#### TASK DIRECTIONS:
From the case summary below, copy out word for word the passage from "In 2014, McHugh" up to and including "underlined in red.".

Heartland of Urbana OH, L.L.C. v. McHugh Fuller Law Group, P.L.L.C., 2016 WL 5375676, 2016 -Ohio- 6959, No. 2016–CA–3 (Ct. App. Sept. 23, 2016)
Heartland appealed from summary judgment granted to McHugh in Heartland’s deceptive trade practices case against McHugh, and the court of appeals reversed, finding that the relevant ad was false by necessary implication and that injury was presumed because the ad targeted Heartland.
In 2014, McHugh published a full-page ad and online ad in the Urbana Daily Citizen newspaper that discussed Heartland, a skilled nursing care facility located in Urbana, Ohio. The ad contained a picture of Heartland’s facility in Urbana, and stated:
The government has cited HEARTLAND OF URBANA NURSING AND REHABILITATION CENTER for failing to provide necessary care and services to maintain the highest well-being of each resident. If you suspect that a loved one was NEGLECTED or ABUSED at Heartland of Urbana, call McHugh Fuller today! Has your loved one suffered?
“Attention,” “Neglected or Abused,” and “Death,” were in red, bold type. “Cited” was also underlined in red.
In fact, Heartland had not had a citation of any kind for over two years, and had not had a citation remotely similar to the one alleged in the advertisement since June 24, 2010, more than four years previously. Even the June 2010 citation did not cause harm to any nursing home patient, and the deficiencies had been corrected in June 2010. Under Federal standards, violations are assessed by letters ranging from “A” to “L,” with “L” being the most severe. “J,” “K,” or “L” violations mean that a nursing facility is in immediate jeopardy, and is in risk of being cut-off from Medicare reimbursement. The particular violations on June 24, 2010 were only “E” and Level 2 violations, “which, at worst, contemplate only minimal physical discomfort and the potential to undermine a given resident’s ability to maintain or reach his or her highest practicable well-being, in light of definitions of that resident’s plan of care.”
According to Heartland, “negligence, abuse, bedsores, broken bones, unexplained injuries, and death” would have Level 4 severity. By contrast, three matters that were involved in the June 24, 2010 citation, were: a failure to document and administer laxatives prescribed for constipation; a failure to timely reassess abdominal pain for 18 hours; and a failure to apply prescribed antibiotic for two weeks after a physician had ordered a culture.
Subsequently, the legislature amended state law to prohibit the use of the results of an inspection or investigation of a home in an ad unless the ad included:
(i) The date the inspection or investigation was conducted;
(ii) A statement that the director of health inspects all homes at least once every fifteen months;
(iii) If a finding or deficiency cited in the statement of deficiencies has been substantially corrected, a statement that the finding or deficiency has been substantially corrected and the date that the finding or deficiency was substantially corrected;
(iv) The number of findings and deficiencies cited in the statement of deficiencies on the basis of the inspection or investigation;
(v) The average number of findings and deficiencies cited in a statement of deficiencies on the basis of an inspection or investigation conducted under this section during the same calendar year as the inspection or investigation used in the advertisement;
(vi) A statement that the advertisement is neither authorized nor endorsed by the department of health or any other government agency.

#### SUPPLIED INFORMATION:
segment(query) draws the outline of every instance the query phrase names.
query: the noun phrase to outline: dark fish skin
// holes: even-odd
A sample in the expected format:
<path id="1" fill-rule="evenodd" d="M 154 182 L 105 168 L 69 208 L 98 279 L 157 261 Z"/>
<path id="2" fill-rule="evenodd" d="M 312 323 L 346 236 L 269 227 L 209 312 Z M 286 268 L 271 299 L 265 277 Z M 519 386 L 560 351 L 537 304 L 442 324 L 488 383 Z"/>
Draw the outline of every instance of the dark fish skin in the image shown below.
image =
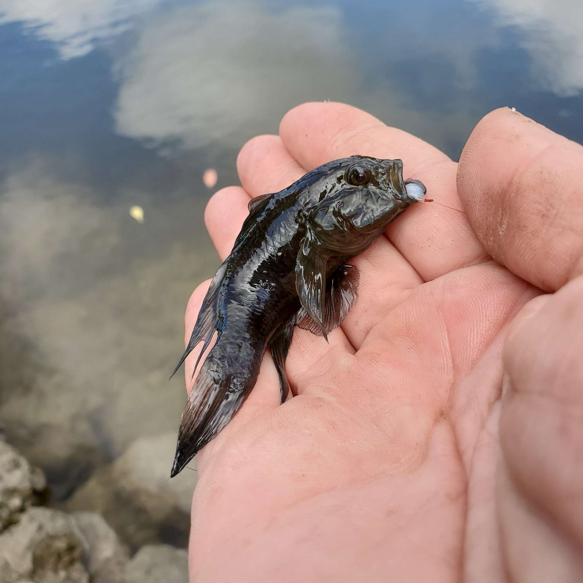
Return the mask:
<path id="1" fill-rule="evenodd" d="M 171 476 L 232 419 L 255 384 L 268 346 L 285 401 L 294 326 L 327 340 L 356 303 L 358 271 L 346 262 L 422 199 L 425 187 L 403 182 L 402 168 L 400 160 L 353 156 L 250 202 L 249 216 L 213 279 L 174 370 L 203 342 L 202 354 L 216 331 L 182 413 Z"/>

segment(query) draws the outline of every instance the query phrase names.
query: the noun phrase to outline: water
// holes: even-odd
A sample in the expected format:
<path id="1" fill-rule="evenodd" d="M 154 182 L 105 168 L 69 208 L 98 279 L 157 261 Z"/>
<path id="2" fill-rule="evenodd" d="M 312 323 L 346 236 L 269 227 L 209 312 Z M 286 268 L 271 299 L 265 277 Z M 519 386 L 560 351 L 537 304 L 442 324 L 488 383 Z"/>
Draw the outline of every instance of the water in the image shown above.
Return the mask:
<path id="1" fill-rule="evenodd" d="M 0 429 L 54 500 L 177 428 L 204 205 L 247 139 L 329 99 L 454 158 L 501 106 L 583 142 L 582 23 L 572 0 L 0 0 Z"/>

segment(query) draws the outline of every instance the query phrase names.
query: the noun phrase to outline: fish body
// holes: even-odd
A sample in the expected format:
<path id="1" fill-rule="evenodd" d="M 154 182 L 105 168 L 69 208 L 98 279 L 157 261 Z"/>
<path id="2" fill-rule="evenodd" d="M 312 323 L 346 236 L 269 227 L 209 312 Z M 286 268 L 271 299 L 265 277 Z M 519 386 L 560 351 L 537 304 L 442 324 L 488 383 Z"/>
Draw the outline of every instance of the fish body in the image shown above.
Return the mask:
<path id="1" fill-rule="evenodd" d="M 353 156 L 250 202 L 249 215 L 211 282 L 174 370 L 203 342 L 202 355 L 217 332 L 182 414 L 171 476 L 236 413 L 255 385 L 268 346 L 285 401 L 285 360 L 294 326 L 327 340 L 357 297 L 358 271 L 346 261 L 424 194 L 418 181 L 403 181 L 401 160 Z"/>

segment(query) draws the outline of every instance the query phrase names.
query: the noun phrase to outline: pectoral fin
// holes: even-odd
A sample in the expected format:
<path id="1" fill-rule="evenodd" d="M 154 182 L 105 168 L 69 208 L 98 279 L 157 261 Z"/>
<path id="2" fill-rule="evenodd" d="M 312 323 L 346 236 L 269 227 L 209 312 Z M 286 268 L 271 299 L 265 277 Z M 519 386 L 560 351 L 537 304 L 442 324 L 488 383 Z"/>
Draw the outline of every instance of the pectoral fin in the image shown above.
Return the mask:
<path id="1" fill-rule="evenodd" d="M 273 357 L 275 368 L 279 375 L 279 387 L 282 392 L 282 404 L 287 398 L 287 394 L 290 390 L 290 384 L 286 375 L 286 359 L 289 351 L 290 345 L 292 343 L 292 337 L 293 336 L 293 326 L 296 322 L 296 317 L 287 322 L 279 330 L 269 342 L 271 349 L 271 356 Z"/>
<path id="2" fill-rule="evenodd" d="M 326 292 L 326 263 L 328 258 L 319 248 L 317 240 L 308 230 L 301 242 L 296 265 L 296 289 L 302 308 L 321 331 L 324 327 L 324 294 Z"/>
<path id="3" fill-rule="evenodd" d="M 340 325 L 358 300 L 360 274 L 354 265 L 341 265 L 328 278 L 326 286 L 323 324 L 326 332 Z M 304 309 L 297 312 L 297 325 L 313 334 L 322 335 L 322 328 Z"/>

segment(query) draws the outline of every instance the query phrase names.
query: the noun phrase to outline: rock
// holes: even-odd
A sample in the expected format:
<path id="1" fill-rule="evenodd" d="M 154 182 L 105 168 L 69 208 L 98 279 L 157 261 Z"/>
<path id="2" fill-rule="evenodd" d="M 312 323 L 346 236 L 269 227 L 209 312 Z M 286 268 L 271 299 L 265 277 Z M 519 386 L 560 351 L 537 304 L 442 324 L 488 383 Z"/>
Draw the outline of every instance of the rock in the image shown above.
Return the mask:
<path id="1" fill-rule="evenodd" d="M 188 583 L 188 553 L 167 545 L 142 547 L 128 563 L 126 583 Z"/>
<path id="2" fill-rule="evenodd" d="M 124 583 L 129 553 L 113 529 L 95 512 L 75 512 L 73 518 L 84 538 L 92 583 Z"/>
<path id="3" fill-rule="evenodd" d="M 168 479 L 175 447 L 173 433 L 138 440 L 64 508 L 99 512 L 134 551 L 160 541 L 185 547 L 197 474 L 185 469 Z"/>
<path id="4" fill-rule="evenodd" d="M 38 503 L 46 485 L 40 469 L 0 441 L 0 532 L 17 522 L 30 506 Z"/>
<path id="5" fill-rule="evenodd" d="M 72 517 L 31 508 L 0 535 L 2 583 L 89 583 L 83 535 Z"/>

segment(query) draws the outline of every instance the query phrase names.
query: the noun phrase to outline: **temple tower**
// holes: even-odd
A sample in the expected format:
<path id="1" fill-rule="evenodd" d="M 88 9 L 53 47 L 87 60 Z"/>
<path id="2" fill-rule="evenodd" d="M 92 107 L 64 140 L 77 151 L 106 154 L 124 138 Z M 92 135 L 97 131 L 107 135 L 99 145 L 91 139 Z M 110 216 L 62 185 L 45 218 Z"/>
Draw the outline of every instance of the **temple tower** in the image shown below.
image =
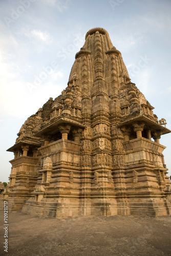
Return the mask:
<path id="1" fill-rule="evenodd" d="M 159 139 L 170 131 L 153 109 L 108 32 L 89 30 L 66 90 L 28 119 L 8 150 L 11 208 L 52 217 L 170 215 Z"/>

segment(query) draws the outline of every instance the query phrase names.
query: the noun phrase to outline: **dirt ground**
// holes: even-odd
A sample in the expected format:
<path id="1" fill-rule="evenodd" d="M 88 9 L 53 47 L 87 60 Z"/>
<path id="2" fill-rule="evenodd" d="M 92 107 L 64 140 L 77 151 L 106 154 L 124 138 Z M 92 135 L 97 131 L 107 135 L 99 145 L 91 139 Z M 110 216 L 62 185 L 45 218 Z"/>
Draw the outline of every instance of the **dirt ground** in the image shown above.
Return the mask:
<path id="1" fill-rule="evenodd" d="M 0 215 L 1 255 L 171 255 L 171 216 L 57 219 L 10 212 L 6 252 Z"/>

#### RESPONSE AREA:
In 2014, McHugh published a full-page ad and online ad in the Urbana Daily Citizen newspaper that discussed Heartland, a skilled nursing care facility located in Urbana, Ohio. The ad contained a picture of Heartland’s facility in Urbana, and stated:
The government has cited HEARTLAND OF URBANA NURSING AND REHABILITATION CENTER for failing to provide necessary care and services to maintain the highest well-being of each resident. If you suspect that a loved one was NEGLECTED or ABUSED at Heartland of Urbana, call McHugh Fuller today! Has your loved one suffered?
“Attention,” “Neglected or Abused,” and “Death,” were in red, bold type. “Cited” was also underlined in red.